Challenge ▸ Extract every line of the items below word for word, leaving out the pictures.

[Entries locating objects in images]
* BEGIN *

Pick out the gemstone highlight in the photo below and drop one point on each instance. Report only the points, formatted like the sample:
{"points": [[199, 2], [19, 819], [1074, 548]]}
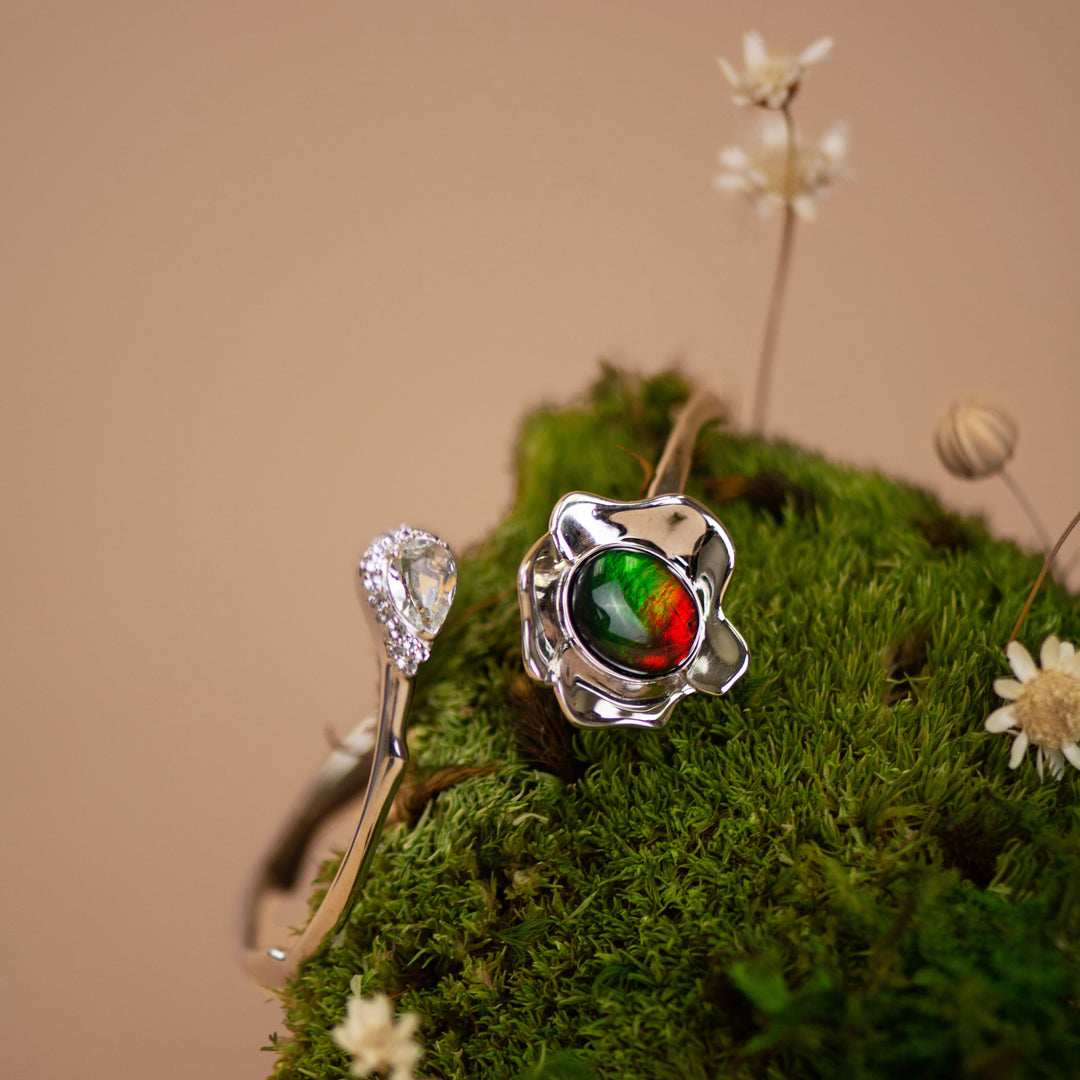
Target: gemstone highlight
{"points": [[421, 580], [632, 611]]}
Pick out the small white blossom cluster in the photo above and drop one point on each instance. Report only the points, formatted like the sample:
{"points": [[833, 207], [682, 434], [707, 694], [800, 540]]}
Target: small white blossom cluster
{"points": [[770, 80], [375, 1040], [782, 171], [1043, 707], [775, 175]]}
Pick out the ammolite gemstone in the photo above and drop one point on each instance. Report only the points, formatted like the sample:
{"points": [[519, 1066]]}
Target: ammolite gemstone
{"points": [[632, 611]]}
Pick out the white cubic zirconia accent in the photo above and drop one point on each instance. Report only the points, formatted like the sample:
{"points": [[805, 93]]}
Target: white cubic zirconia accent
{"points": [[409, 577]]}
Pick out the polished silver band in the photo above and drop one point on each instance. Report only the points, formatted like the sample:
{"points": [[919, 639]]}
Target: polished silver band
{"points": [[409, 578]]}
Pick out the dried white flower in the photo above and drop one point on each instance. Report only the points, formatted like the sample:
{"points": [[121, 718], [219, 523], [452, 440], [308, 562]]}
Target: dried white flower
{"points": [[974, 440], [1044, 705], [770, 80], [772, 176], [368, 1033]]}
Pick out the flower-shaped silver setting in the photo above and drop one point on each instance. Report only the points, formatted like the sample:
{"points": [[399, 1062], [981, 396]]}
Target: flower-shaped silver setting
{"points": [[675, 531]]}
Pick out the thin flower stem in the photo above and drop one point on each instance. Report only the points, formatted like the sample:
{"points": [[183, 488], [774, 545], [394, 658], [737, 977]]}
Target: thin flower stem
{"points": [[1042, 574], [1040, 529], [779, 286]]}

* END *

The solution ▸
Pick out the gemstone highlight in the photo below and drop one point on each instance. Report only the points, formatted like the sample:
{"points": [[199, 2], [19, 819], [1074, 548]]}
Target: gemstone highlight
{"points": [[421, 580], [632, 611]]}
Pick out the small white blossom cluster in the photo above and drop one point on each instance. Report only the points, formatted like the sample:
{"points": [[833, 207], [682, 434], [707, 694], [800, 540]]}
Target: small white blossom cluster
{"points": [[770, 80], [375, 1040], [782, 171], [1043, 707], [775, 175]]}
Pick out the ammolite gemstone in the photo above and drop one point on each instance. Report only the points, formatted like the sample:
{"points": [[519, 1066]]}
Target: ammolite gemstone
{"points": [[632, 611]]}
Pick out the white cubic zirconia accent in the photo above and drop one point on each instance. Report only the points, formatted like the sample:
{"points": [[805, 93]]}
Target: white cubic zirconia accent
{"points": [[409, 577]]}
Pick out the polished silver band in the photo above and drop one point on each instance. Report only the points, formatted like the sample:
{"points": [[919, 639]]}
Target: polished silver band
{"points": [[409, 578]]}
Pick out the dried white flower in the photo above and drop one point on each instance. Report only the points, formatted like the sample:
{"points": [[121, 718], [219, 523], [452, 440], [308, 562]]}
Target: dried white flower
{"points": [[974, 440], [1044, 705], [770, 80], [772, 176], [368, 1033]]}
Pick out the flower-shaped silver setting in the photo above and drop one point on each instance. Report only the points, formatted like the sample:
{"points": [[399, 1062], [981, 396]]}
Target: flower-shaped silver setting
{"points": [[675, 531]]}
Pick out the thin flower stem in the photo above and drop one point on each instance. Report only the points, formatted like the sample:
{"points": [[183, 488], [774, 545], [394, 658], [737, 977]]}
Target: thin flower stem
{"points": [[1042, 574], [1040, 529], [779, 286]]}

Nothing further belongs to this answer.